(Items listed in a dataset)
※
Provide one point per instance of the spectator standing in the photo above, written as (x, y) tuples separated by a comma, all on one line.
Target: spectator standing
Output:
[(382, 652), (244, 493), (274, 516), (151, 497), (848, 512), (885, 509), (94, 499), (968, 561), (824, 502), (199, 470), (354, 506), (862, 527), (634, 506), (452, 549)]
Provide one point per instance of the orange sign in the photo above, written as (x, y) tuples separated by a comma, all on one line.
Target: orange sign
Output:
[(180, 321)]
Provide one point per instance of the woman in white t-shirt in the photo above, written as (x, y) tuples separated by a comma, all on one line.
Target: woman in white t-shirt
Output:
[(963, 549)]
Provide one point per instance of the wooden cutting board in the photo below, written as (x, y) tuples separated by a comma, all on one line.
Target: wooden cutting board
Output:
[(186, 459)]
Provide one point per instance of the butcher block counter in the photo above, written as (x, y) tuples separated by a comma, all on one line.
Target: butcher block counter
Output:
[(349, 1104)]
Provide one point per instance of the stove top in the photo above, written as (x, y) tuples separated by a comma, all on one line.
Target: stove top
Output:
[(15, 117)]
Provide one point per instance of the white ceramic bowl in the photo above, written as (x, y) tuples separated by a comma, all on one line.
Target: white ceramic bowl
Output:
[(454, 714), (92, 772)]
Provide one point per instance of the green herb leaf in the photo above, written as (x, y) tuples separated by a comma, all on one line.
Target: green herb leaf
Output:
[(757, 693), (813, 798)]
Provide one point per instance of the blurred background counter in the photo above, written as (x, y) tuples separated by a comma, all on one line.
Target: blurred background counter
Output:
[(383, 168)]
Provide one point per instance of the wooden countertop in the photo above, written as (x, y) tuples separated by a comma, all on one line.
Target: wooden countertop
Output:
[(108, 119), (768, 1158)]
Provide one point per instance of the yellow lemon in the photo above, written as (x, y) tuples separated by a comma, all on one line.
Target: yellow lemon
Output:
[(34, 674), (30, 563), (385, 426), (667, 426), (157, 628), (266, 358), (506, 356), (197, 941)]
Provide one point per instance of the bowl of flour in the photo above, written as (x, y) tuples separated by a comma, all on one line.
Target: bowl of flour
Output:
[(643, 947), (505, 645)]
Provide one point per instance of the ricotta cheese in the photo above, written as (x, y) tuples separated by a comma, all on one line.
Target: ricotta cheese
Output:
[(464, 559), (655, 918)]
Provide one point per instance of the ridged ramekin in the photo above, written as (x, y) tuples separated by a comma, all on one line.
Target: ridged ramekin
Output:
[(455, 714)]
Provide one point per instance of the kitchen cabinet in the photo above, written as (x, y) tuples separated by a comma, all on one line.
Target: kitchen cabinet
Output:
※
◆ **To be done**
Reproduce all the records above, substituting "separated by commas" for each occurrence of "separated by a comma" and leaving everything else as it is.

◆ **Solution to the exercise**
Provide one point per instance of the spectator standing in the photo above, written as (x, y) tuples separated by commas, all on one line.
Target: spectator standing
Output:
[(382, 652), (244, 493), (274, 516), (151, 497), (848, 512), (885, 509), (94, 499), (968, 561), (824, 502), (199, 470), (354, 506), (862, 527), (634, 506), (452, 549)]
Provide one point per instance of the orange sign in the photo above, written as (x, y) tuples separated by commas, all on one line.
Target: orange sign
Output:
[(180, 321)]
Provide one point per instance of the woman in white t-shirt in the photo above, written as (x, y) tuples separated by commas, all on one line.
Target: woman in white t-shirt
Output:
[(963, 549)]
Provide one point per instance of the wooden cutting board in the photo below, written as (x, y) tuples separated by commas, all on one line.
Target: wooden cutting board
Output:
[(186, 459)]
Provide one point per instance of the butcher block counter in the photo above, written as (x, y) tuples separated by commas, all on one line.
Target: butcher block counter
Output:
[(349, 1104)]
Provide one point per instance of the stove top in the photo above, written as (x, y) tuples separated by commas, all on one line.
Target: stove top
Output:
[(15, 117)]
Provide one point per instance of the white ceramic bowl in the photo above, written as (x, y) tuples separated by commas, all on one line.
Target: white ceramic bowl
Output:
[(454, 714), (92, 772)]
Provide one point per instance of the green herb leaf in the photo above, written as (x, y) tuples separated by commas, all on one line.
Target: green herb leaf
Output:
[(757, 693), (813, 798)]
Provide one point per instance of the blurred background counter in the photo above, written as (x, y) tuples separated by commas, all on one line.
Target: blurred background counter
Output:
[(383, 168)]
Provide one point per instance of the wooden countertop in the photo above, written as (x, y) tuples separated by commas, all on one line.
Target: wooden countertop
Output:
[(108, 119), (768, 1158)]
Provide one point per instance of the yellow lemon in the photo above, written as (x, y) tuples separated by commas, all on one line.
Target: yellow lemon
Output:
[(34, 674), (30, 563), (385, 426), (667, 426), (157, 628), (266, 358), (506, 356), (197, 941)]
Provide one point per instance of the bowl of flour in the photo above, written as (x, y) tuples separated by commas, all on one line.
Target: bowl of flour
Output:
[(643, 947), (505, 645)]
Provide one point per instance of the ricotta cheese in the photo above, written as (x, y) tuples separated by commas, all on one line.
Target: ricotta cheese
Output:
[(464, 559), (655, 918)]
Provide one point per instance of the ridged ramekin in the photo above, written as (x, y) tuples separated by commas, all on one line.
Target: ridged ramekin
Output:
[(455, 714)]
Provide one point per instance of the kitchen cabinet in the photo above, written as (x, y) tuples separated by commas, all on one line.
Target: kitchen cabinet
Output:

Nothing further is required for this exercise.